### Required action
Transcribe all records, preserving every character.

Natural language region descriptions:

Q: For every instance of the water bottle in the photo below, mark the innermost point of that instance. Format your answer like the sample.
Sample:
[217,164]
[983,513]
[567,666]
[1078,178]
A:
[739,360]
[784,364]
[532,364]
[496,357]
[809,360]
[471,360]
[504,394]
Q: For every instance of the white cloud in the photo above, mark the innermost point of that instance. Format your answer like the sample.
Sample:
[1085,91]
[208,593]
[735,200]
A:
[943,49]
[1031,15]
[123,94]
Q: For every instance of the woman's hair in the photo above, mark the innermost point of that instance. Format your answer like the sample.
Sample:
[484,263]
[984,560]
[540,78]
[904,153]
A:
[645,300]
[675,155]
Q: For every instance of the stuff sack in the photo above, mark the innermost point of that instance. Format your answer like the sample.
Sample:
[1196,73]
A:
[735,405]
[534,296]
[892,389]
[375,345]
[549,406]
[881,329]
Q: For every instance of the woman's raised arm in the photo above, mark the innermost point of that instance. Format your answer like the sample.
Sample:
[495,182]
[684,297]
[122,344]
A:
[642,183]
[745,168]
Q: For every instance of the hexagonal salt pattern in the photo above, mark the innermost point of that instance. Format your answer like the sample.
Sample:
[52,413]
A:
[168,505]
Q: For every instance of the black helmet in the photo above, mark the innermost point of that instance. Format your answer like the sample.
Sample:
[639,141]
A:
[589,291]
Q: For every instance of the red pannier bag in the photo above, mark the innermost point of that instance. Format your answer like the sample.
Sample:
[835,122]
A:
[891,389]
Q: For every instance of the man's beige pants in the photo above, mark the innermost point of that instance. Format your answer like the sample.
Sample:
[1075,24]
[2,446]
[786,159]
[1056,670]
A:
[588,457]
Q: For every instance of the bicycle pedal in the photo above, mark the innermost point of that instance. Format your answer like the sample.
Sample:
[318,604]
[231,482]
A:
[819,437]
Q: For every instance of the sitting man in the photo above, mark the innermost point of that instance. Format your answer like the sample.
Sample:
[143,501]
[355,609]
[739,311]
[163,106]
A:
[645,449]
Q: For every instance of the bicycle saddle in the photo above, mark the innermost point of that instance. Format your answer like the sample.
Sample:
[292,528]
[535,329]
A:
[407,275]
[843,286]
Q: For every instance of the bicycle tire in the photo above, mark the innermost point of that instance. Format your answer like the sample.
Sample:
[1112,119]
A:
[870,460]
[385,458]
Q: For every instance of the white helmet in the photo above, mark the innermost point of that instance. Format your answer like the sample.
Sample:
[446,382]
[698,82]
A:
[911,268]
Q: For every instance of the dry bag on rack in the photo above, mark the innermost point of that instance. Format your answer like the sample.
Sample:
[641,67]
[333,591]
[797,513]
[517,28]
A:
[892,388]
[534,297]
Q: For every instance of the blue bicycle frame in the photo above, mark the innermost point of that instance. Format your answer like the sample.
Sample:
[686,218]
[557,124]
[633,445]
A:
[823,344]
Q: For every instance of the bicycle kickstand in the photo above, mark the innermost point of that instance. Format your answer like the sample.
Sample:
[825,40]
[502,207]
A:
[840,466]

### Reply to the exercise
Q: For every instance of the water bottle in the photo below, mark the innermost point of that instance. Format your answer like the sample.
Sample:
[217,164]
[983,513]
[567,666]
[1078,178]
A:
[739,360]
[784,364]
[532,364]
[496,357]
[809,360]
[471,360]
[504,394]
Q: For every instance of the white cloud in the photo above, mark the innermost point of that instance. Format your answer like the sample.
Sample:
[1085,91]
[208,593]
[735,200]
A:
[943,49]
[1031,15]
[123,94]
Q: For every instance of the woman's hair in the photo above, mark the innermost point of that instance. Format your answer like the sample.
Sample:
[484,263]
[984,560]
[540,78]
[904,153]
A:
[645,300]
[675,155]
Q: For every instance of the stuff sack in the photo above, mark the innermost point of that instance. Format your answer like the sample.
Sample:
[1196,73]
A:
[735,405]
[534,296]
[892,389]
[375,345]
[549,406]
[881,329]
Q: For every instance of the woman's raised arm in the photo above, mark the innermost point of that instance. Format your answer like the sample.
Sample:
[495,182]
[684,297]
[122,344]
A:
[642,183]
[745,168]
Q: For every instance of the hexagonal salt pattern in the photo above, mark the innermost point of that instance. Format your answer like the sample.
Sample:
[52,413]
A:
[168,505]
Q: For every instance of the black helmet in the photo above, mark the innermost point of that instance. Format your answer like the sample.
Sample:
[639,141]
A:
[589,291]
Q: For every instance of the red pannier bag in the photo above, mark the innermost point of that instance. Format your answer like the sample.
Sample:
[835,122]
A:
[891,389]
Q: For every instance of the man's beige pants in the photo above, mark the innermost point of that instance. Format your answer like the sample.
Sample:
[1075,24]
[2,446]
[786,159]
[1056,670]
A:
[588,457]
Q: For every instance of the bicycle pedal in the photo above, mark the innermost point of that instance. Format your answer like the sample.
Sample:
[318,604]
[231,482]
A:
[819,437]
Q: For every instance of the sitting man in the photo above, mark the innermost point of that instance. Format your answer like the sample.
Sample:
[143,501]
[355,609]
[739,311]
[163,106]
A:
[645,449]
Q: For every instance of the bicycle saddle in the photo above, mark the innermost point of that instance. Format your answer like the sample.
Sample:
[292,528]
[535,329]
A:
[407,275]
[843,286]
Q: For every instance of the bicycle tire in the photo above, mark the innermost point of that instance. Format your answer like the sample.
Sample:
[1112,119]
A:
[870,460]
[385,458]
Q: For every instance of the white helmet in the photo above, mark the innermost point of that instance. Format your answer like the sample.
Sample:
[446,382]
[698,82]
A:
[911,268]
Q: For every instance of the dry bag on rack in the photo above, mark the innermost point of that instance. Format your answer like the sample.
Sample:
[641,67]
[333,591]
[797,513]
[517,28]
A:
[892,388]
[534,297]
Q: For every instance of the blue bicycle frame in the photo above, mark the innermost point of that instance. Format your answer like the sample.
Sample:
[686,218]
[557,124]
[633,445]
A:
[823,344]
Q: For every instance of the bicycle kickstand in the photo above, mark the innermost point of that instance. Format your answer like the sample.
Sample:
[825,40]
[502,207]
A:
[840,466]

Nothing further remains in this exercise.